**** Source passage ****
The Temple and the Market

Third Sunday of Lent Year B

Here is the homily prepared for today by Father Michael Chua, priest of the parish of Our Lady of Lourdes, Klang in the Archdiocese of Kuala Lumpur.

The evangelist in St John’s Gospel reading today (chapter 2) has Jesus condemning the traders in the temple grounds for turning God’s house into an “international marketplace” or “trading post” (emporion) rather than a “den of thieves”, or better “robbers” (spílaion listón), as in the other Gospels.

Rather than mounting a savaging critique of the robber barons of international commerce and finance, Father Chua employs the Gospel reading today to call for a clear return to the sacred in the worship conducted in our Catholic churches and for us to sacralise to a greater degree our increasingly secularised everyday lives; to become, in fact, countercultural and thus gain even more of Toad’s usual Boo, yuck! comments. (The incumbent of the diocese of Rome may well have gone with the savaging critique angle in his sermon today, I suggest.)

The gospel story is a familiar tale. We follow Jesus into the temple where he discovers in this august place of worship, the sacred axis of the Jewish faith, what looks like a mini zoo or money changer’s office. The outward reason for this set up was probably that the law required sacrifices of these animals, and many worshippers would not have brought their sacrifice with them. So this made the animals readily available for purchase. It was convenient. What about the money lenders? Well, they too provided a necessary service. Roman currency was considered profane and even sacrilegious since it depicted the profile picture of Caesar. Thus the moneychangers were not there to extort money from the poor pilgrims, but were providing a necessary service to exchange a pilgrim’s money into the right currency, not only to make a purchase of the holocaust animals but to pay the Temple tax. Worship could never be so convenient.
****
_Challenge A:_
Answer these questions about the homily text:
(i) Which priest prepared the homily?
(ii) What Greek word does the text give for the "trading post" in John's Gospel?
(iii) Why was Roman currency considered profane?
_Challenge B:_
Does each statement agree with the homily text? Answer yes or no and quote the words that decide it.
(i) The parish of the priest who prepared the homily is in the Archdiocese of Kuala Lumpur.
(ii) The moneychangers were in the temple to extort money from poor pilgrims.
(iii) Many worshippers would have brought their sacrifice with them.
_Challenge C:_
Carry on the homily text about the temple and the market, starting after its final sentence.
The data that follows is separate from the homily text.
**** Dataset extract ****
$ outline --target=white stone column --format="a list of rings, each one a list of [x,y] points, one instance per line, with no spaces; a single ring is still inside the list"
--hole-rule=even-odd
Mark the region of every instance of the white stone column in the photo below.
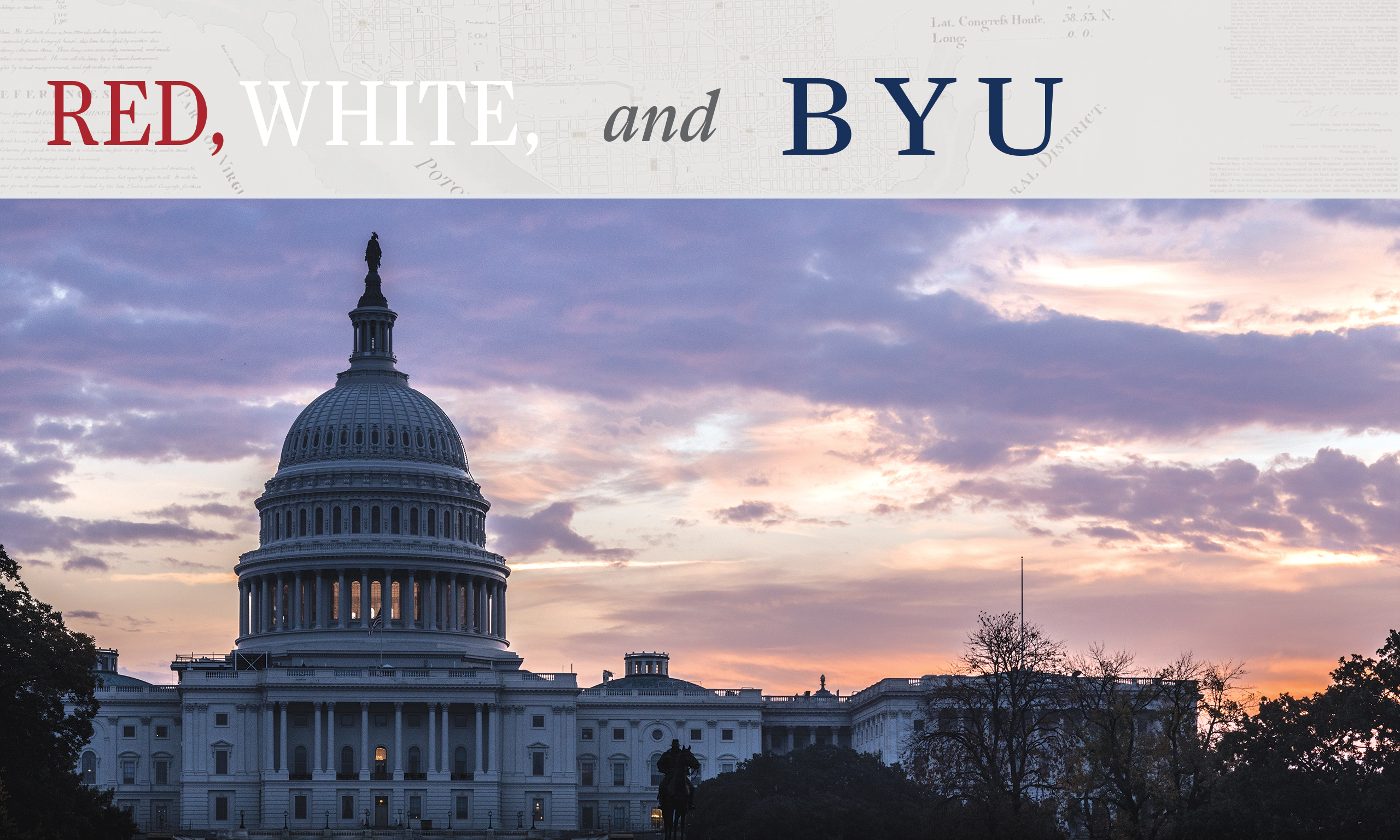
****
_Task response A:_
(i) Father Michael Chua, priest of the parish of Our Lady of Lourdes, Klang.
(ii) Emporion.
(iii) It depicted the profile picture of Caesar.

_Task response B:_
(i) Yes: "priest of the parish of Our Lady of Lourdes, Klang in the Archdiocese of Kuala Lumpur"
(ii) No: "the moneychangers were not there to extort money from the poor pilgrims"
(iii) No: "many worshippers would not have brought their sacrifice with them"

_Task response C:_
What was Jesus’ response to this scenario? The gospel tells us that making a whip of cords, he drove them all out of the temple, with all the animals. And he poured out the coins of the money-changers and overturned their tables. And he told those who sold the pigeons, “Take all this out of here and stop turning my Father’s house into a market.” Jesus obviously did not approve of what he saw. Why not? What was the problem? Let’s examine the words of Jesus once more.  “Stop turning my Father’s house into a market!”

The word translated “market” is the Greek “emporion,” from which we get our English word, “emporium.” The temple was sacred; the market was secular. The laws of God governed the Temple, the laws of supply and demand governed the market. The sacred belongs wholly to God. There is a Latin maxim that describes the realm of the sacred, our experience of God, as “Mysterium tremendum et fascinans.” Most simply, God is the unfathomable Mystery before whom we are awestruck and stand trembling, yet find ourselves inexorably drawn into relationship with, attracted and fascinated in ways we cannot fully explain. The secular, on the other hand, is the profane world of man where he seeks to master and control. But here in the Temple, the lines were being blurred. “The Father’s house” had been turning “into a market.” Indeed the secular, the profane had gradually invaded the sacred leading to its destruction.

Sadly, in our own times the banal and vulgar have invaded our sanctuaries. Modern-day culture threatens once again to change the sacred into the secular when it begins to view the Church, marriage, the liturgy and other holy things through purely utilitarian and functional lenses. Economic and management models may be useful when they are used to analyse secular things; however, when they are used to analyse sacred things, they tend to make those things less than what God intended them to be. When we confuse the Temple with the market, we also confuse the two kingdoms, the City of God and the City of Man.  We must not lose sight of the fact that the Church is not a purely human association or organisation, but the Mystical Body of Christ, the Universal Sacrament of Salvation and the People of God. As a People of God, the Church belongs ultimately to God rather than to man, and thus is not subject to the whims and fancies, personal likes and dislikes, styles and fashion of men.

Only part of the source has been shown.